(YOUR INSTRUCTIONS): Read through the listing below, and copy every line where the string "keyboard" appears.

(MATERIAL PROVIDED):
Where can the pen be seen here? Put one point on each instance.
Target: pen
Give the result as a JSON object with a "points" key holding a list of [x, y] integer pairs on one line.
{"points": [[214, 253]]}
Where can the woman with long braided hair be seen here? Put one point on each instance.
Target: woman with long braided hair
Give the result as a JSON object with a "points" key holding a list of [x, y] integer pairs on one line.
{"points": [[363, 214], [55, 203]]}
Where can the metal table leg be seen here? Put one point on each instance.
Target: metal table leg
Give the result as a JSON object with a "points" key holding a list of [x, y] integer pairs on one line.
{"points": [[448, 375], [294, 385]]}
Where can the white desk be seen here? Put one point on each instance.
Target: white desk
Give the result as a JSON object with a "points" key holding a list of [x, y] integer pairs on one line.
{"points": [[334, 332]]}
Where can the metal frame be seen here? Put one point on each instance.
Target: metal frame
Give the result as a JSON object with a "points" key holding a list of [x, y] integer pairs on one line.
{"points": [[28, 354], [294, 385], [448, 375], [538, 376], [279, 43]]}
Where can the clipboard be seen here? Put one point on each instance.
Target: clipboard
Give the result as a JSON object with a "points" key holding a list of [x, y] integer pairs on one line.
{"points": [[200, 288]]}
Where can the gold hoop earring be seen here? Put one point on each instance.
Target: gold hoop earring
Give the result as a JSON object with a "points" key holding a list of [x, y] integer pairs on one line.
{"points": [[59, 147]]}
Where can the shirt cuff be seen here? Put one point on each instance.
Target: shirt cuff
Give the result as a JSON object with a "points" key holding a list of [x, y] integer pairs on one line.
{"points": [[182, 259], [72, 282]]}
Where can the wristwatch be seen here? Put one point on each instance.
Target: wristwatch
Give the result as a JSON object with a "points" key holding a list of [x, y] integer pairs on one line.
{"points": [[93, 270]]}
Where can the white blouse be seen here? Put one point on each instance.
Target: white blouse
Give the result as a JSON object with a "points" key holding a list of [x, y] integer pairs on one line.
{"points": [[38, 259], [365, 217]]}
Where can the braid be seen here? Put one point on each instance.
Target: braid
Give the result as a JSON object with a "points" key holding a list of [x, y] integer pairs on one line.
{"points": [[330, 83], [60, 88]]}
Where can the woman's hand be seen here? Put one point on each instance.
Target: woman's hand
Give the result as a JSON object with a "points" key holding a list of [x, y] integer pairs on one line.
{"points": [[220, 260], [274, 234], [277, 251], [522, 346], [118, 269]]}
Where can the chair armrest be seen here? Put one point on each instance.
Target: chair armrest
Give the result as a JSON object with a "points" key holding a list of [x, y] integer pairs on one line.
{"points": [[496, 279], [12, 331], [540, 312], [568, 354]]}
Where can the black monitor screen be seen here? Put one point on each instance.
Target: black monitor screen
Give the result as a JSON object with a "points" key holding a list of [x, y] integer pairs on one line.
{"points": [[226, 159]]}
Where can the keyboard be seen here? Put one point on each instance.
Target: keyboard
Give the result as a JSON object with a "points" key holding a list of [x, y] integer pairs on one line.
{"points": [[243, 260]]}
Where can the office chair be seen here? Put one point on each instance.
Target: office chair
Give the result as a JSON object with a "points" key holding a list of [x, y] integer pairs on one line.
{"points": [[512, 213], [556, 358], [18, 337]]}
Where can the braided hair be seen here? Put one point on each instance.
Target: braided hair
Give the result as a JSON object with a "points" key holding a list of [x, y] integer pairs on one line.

(OUTPUT BELOW):
Where can the keyboard be seen here? Put one point on each instance.
Target: keyboard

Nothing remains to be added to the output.